── DOCUMENT PASSAGE

Idled by the Law : As Cities Crack Down on Cruising, Car Culture Aficionados Find Other Outlets
It was nearly sunset on a Sunday night and Pacific Boulevard in Huntington Park was jammed with ground-hugging low riders with phat chrome rims and custom imports with booming sound systems.
Young cruisers in modified mini-trucks patrolled the street, hoping to make a connection with the pretty Latinas tooling around in their daddies’ cars. The ultimate goal was to impress the opposite sex by rolling in the sweetest set of wheels with the loudest stereo.
Hip-hop, rap and ranchera tunes filled the crisp night air.
The weekly parade of freshly polished machinery was in full effect. That is until two Huntington Park police cadets pulled onto the boulevard--as they do every Sunday night about 7 p.m.--to block off traffic with cones and flares and put an end to the night of cruising.
By 7:20 p.m., the boulevard was silent and nearly empty. Most of the cruisers had called it a night. But some die-hards rolled on in search of another stretch of road to cruise, free of police interference.
That has become harder to find. From Santa Ana to Pico Rivera to the San Fernando Valley, police have launched a slew of new anti-cruising efforts in recent years to put the brakes on this car-loving tradition of driving just to see and be seen.

────

= REQUIRED TASK 1 =
Reproduce the part of the cruising article starting at "Hip-hop, rap and" and ending at "of police interference.".
= REQUIRED TASK 2 =
Carry on the article about police crackdowns on cruising from the point where it stops.
The records that follow have nothing to do with the article on cruising.

── DATA

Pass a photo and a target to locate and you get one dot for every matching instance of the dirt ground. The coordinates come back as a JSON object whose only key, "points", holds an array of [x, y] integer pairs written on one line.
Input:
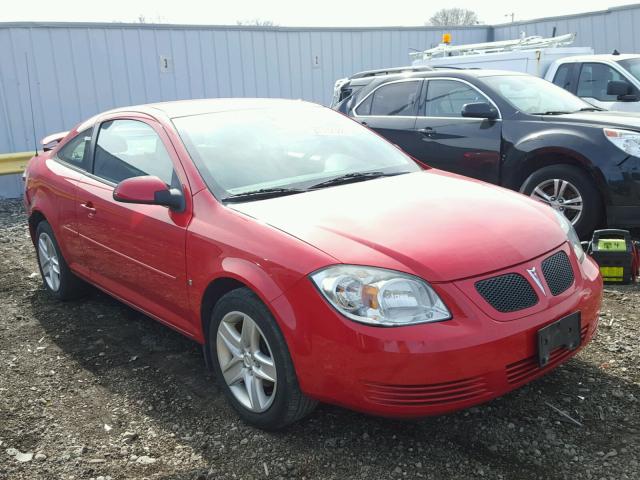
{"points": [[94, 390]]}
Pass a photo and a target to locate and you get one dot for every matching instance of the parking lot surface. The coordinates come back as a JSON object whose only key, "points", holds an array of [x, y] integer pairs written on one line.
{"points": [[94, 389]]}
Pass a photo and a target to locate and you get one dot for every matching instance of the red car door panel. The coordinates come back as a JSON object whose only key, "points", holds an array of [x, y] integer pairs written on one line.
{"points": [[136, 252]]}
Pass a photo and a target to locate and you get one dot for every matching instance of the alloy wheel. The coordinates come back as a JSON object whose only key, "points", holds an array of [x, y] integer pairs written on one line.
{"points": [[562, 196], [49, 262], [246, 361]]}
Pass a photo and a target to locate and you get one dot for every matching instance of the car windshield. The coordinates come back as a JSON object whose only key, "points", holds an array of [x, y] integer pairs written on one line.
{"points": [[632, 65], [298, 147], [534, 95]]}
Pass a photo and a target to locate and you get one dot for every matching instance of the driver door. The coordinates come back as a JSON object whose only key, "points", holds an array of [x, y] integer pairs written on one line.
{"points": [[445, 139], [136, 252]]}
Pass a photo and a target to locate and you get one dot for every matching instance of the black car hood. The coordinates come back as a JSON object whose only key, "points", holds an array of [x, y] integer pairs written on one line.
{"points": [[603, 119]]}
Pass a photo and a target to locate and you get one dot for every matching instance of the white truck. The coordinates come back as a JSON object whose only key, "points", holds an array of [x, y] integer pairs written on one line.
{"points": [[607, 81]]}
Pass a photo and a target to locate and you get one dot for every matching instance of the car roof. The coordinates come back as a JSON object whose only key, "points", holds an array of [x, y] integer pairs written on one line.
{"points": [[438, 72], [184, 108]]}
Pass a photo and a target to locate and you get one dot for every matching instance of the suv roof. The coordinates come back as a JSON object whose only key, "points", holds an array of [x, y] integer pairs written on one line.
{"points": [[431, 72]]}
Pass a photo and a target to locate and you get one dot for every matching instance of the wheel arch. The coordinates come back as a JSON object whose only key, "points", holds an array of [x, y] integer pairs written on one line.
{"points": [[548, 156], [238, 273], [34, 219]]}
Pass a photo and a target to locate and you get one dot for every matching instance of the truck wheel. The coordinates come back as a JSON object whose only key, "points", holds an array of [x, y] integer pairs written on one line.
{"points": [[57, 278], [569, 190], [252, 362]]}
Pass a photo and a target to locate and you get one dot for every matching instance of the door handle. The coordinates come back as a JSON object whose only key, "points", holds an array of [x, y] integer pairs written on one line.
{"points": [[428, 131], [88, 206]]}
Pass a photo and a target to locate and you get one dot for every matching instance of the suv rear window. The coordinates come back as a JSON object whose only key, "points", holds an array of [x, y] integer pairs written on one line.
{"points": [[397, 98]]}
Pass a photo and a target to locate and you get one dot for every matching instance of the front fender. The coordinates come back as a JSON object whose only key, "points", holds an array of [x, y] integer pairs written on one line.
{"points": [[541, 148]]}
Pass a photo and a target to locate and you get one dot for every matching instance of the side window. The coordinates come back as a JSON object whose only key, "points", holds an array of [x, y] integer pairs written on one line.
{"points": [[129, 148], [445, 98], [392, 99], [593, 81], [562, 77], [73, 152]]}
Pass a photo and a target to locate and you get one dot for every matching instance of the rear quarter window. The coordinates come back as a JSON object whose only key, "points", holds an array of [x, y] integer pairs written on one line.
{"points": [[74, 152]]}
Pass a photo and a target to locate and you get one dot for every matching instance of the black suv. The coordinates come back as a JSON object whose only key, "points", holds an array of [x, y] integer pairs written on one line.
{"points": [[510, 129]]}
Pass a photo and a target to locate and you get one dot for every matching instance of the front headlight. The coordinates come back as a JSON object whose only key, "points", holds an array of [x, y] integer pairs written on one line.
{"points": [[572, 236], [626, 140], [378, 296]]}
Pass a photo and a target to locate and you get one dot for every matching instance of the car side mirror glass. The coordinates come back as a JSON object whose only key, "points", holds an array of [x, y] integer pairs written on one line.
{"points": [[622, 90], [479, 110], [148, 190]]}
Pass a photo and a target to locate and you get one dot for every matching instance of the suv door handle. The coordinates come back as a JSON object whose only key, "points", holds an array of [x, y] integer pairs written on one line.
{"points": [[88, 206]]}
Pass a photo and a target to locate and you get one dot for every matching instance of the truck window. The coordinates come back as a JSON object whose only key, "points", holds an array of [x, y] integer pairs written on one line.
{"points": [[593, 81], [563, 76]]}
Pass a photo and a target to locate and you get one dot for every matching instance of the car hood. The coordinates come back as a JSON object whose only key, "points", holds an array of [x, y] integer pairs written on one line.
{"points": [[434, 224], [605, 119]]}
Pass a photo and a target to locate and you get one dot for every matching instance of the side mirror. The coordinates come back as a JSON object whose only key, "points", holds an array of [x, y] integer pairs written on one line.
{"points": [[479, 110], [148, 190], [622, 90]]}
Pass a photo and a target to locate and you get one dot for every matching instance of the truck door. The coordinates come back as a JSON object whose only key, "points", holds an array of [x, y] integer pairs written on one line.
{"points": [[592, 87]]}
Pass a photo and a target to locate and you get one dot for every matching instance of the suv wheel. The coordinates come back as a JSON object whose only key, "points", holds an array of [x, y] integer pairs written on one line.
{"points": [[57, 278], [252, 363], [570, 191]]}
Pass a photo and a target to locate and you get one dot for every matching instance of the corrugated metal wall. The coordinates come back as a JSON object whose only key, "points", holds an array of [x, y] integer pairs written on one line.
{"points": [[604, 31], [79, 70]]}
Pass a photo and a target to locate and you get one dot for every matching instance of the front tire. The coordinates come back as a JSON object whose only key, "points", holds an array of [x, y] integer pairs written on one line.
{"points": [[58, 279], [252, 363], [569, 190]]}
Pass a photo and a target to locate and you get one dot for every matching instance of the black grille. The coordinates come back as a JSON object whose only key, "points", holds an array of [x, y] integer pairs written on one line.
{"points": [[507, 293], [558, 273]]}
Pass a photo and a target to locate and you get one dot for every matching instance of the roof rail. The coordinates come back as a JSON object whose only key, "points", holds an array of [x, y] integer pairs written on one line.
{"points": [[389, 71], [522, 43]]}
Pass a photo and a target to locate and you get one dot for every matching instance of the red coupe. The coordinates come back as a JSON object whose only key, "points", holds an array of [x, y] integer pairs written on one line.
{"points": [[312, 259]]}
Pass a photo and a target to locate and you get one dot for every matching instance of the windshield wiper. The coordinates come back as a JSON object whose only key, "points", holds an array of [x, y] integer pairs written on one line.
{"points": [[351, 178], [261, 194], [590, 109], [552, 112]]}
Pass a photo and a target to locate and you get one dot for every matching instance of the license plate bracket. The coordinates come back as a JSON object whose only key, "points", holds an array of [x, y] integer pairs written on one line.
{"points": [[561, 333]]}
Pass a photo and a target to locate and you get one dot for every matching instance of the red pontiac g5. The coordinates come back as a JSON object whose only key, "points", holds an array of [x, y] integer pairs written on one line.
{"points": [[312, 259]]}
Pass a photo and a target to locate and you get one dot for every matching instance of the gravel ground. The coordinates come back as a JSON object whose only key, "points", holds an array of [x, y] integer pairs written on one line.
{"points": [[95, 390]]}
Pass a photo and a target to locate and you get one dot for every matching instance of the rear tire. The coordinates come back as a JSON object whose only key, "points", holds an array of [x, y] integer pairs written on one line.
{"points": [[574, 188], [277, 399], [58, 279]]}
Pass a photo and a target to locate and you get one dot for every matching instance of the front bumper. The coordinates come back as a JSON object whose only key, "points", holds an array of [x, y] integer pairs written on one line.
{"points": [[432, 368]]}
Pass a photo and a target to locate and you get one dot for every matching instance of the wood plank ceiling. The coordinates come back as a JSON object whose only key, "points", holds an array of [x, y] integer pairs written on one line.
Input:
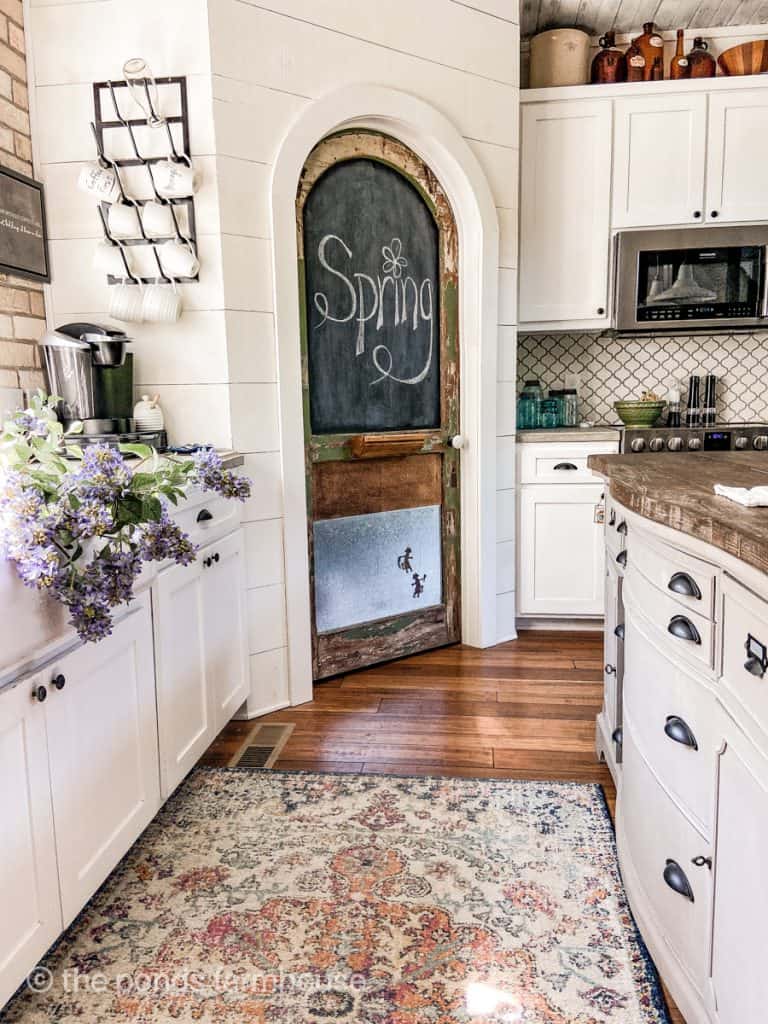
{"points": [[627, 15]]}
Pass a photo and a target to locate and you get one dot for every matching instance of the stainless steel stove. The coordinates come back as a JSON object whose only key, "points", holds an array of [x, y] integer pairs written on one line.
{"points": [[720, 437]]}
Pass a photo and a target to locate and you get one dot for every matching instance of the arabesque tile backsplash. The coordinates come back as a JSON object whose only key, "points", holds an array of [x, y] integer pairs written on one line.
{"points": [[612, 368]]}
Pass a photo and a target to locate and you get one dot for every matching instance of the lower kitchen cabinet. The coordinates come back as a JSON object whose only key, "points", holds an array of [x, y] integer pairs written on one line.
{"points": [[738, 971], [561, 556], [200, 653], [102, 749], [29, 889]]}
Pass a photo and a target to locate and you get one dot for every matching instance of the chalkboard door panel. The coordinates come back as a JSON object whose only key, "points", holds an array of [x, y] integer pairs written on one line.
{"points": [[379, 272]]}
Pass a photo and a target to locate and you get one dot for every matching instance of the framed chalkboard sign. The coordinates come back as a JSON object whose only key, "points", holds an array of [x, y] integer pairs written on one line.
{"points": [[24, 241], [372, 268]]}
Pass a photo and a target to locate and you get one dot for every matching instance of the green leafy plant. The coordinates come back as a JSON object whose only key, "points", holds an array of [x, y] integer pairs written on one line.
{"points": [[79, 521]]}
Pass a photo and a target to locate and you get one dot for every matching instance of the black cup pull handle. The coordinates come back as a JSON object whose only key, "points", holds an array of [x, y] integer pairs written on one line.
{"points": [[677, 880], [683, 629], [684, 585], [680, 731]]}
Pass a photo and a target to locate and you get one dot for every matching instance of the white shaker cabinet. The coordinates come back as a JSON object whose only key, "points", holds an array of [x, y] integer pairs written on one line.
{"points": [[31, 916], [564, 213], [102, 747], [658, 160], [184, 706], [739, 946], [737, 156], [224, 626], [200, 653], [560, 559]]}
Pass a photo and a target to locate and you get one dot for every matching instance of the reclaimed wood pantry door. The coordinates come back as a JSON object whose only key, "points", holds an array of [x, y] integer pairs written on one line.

────
── DATA

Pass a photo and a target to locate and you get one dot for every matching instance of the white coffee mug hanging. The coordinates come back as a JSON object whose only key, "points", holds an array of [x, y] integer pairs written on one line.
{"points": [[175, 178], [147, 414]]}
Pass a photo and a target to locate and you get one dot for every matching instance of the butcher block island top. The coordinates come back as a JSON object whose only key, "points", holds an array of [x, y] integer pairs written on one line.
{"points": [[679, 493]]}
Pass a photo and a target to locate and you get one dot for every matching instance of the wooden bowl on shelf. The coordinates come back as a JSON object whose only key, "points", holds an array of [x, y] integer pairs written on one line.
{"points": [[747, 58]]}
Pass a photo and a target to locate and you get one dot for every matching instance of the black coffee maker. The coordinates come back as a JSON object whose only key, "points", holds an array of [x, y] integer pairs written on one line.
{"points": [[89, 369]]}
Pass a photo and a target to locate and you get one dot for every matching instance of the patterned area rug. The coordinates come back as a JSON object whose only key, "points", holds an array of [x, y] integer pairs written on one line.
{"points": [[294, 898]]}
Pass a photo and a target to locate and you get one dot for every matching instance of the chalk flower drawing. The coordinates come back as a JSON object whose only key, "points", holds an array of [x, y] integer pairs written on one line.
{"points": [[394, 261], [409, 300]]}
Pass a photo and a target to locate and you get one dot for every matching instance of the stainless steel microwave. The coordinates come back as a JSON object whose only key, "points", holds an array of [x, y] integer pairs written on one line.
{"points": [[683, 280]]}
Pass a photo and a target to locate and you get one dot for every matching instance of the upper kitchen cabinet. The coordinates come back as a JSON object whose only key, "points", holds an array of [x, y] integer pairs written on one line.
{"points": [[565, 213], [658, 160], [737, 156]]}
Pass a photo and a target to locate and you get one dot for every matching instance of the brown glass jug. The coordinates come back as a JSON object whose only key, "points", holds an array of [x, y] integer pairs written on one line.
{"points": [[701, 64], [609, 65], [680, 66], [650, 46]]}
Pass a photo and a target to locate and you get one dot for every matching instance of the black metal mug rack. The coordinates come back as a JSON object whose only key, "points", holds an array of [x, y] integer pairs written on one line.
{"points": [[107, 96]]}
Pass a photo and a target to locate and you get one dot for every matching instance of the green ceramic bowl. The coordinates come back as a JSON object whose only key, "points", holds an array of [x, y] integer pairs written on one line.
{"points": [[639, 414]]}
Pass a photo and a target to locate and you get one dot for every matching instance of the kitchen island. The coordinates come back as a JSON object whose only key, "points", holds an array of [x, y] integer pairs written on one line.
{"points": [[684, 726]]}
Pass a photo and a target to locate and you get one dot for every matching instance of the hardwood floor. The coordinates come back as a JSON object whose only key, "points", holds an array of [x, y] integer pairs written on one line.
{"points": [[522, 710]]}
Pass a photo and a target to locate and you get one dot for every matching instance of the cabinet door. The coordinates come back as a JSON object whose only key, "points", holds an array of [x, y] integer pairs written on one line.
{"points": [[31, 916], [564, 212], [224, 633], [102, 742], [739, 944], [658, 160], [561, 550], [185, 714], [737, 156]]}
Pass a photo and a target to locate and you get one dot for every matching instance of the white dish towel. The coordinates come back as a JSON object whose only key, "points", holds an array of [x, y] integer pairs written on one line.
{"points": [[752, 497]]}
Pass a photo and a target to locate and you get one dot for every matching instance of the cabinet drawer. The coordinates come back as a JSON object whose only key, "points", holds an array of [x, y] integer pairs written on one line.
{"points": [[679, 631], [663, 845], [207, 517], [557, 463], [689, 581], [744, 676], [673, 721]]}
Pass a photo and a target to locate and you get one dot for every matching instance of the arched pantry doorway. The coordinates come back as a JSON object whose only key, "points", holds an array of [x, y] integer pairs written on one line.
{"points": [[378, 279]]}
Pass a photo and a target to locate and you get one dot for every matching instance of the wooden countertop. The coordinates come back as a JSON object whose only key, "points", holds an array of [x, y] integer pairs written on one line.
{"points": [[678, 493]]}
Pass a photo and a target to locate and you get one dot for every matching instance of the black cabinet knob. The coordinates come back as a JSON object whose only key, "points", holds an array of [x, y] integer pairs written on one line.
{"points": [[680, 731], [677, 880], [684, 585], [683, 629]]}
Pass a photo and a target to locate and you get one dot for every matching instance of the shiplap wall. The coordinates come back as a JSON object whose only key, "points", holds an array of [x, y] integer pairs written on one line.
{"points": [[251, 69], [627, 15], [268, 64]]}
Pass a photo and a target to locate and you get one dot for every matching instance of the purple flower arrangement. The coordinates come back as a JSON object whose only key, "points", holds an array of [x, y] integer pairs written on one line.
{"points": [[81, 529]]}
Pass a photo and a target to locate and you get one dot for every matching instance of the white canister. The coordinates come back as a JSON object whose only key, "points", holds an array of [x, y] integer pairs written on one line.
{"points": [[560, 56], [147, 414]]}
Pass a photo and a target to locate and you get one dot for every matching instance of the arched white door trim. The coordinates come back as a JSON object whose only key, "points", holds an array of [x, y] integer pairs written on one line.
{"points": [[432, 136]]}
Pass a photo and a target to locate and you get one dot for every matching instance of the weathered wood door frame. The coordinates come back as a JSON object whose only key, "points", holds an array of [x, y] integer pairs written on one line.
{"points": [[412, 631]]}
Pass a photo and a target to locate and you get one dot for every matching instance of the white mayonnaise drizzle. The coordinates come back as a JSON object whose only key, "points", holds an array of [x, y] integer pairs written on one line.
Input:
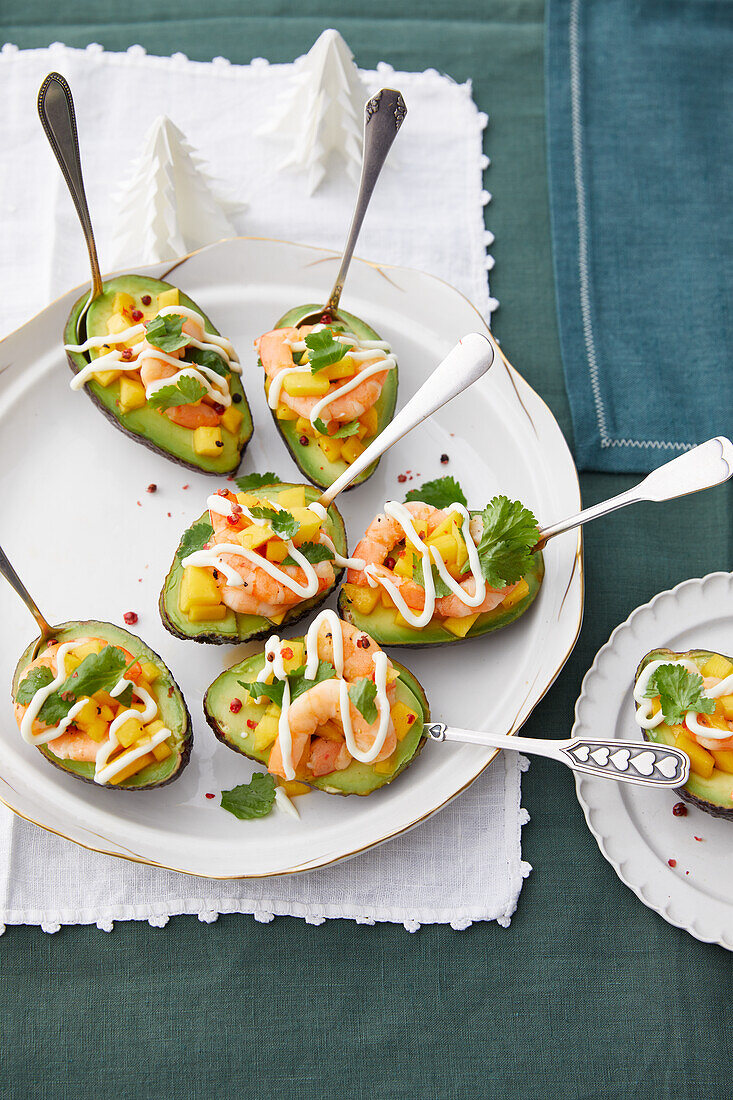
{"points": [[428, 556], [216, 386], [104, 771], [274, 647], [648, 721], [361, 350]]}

────
── DATA

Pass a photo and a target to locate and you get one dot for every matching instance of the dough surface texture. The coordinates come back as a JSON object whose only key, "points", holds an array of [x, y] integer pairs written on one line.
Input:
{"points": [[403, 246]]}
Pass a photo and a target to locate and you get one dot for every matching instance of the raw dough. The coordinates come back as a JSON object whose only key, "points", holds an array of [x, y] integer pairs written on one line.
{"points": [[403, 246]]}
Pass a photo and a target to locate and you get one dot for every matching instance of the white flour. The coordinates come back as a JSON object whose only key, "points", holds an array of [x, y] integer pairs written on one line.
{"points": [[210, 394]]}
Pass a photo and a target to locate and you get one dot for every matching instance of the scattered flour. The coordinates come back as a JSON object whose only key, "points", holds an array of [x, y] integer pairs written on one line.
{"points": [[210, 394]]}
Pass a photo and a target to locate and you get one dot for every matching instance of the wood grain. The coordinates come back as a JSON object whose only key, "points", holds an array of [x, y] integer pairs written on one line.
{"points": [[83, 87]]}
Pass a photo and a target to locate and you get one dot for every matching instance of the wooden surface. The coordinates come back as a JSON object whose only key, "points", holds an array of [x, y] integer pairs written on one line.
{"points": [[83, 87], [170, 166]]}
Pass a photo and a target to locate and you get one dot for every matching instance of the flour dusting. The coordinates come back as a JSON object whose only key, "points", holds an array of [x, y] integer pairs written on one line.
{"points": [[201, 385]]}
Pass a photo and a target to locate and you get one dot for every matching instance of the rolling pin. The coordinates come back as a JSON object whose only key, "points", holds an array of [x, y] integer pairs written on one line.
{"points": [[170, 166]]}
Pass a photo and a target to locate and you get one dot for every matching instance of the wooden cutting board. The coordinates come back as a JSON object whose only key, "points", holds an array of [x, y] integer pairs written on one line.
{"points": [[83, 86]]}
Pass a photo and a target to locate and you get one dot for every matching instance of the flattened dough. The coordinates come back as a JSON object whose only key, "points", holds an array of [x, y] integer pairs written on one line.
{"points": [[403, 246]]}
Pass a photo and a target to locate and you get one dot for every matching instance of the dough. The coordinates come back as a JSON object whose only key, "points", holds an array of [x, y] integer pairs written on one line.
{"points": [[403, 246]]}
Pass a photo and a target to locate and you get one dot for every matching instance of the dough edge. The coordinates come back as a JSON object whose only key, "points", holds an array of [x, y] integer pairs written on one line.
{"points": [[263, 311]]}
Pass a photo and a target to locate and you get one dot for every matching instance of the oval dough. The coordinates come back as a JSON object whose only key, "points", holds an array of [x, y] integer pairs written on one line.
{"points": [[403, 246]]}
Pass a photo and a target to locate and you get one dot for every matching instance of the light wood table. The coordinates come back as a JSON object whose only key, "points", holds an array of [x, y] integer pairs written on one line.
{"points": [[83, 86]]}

────

= RESULT 1 =
Hip-hop, rap and ranchera tunes filled the crisp night air.
The weekly parade of freshly polished machinery was in full effect. That is until two Huntington Park police cadets pulled onto the boulevard--as they do every Sunday night about 7 p.m.--to block off traffic with cones and flares and put an end to the night of cruising.
By 7:20 p.m., the boulevard was silent and nearly empty. Most of the cruisers had called it a night. But some die-hards rolled on in search of another stretch of road to cruise, free of police interference.

= RESULT 2 =
“Nobody really cruises anymore,” said Edward Eng, editor of Import Tuner, a Huntington Beach-based magazine for custom import aficionados. “The police are cracking down on cruising all over Southern California.”
In Santa Ana, South Bristol Street used to attract as many as 8,000 cars each Sunday night, blocking traffic and aggravating nearby residents. That has changed in the past three years.
“We had to take some very drastic measures,” Santa Ana Sgt. Raul Luna said. “The manpower we employed was unbelievable. We even put up steel poles at intersections and put chains across the side streets.”
Santa Ana police also relied on an anti-cruising ordinance that made it a misdemeanor, with an initial fine of $500, to drive down the same street in the same direction three or more times in any four-hour period.
Now, on Sunday nights, about 150 cars show up to cruise the city’s main drag. Police still dispatch several patrol cars to keep the cruisers on Bristol Street in check.
Cruising in other popular strips, like Hollywood Boulevard in Hollywood and Whittier Boulevard in East Los Angeles, also have been dramatically reduced by police efforts.
Police say the crackdowns come in response to an influx of gang violence at cruising hot spots and citizen complaints about traffic congestion. But cruisers say they are innocent car buffs who are being unfairly punished for the sins of gang members and others.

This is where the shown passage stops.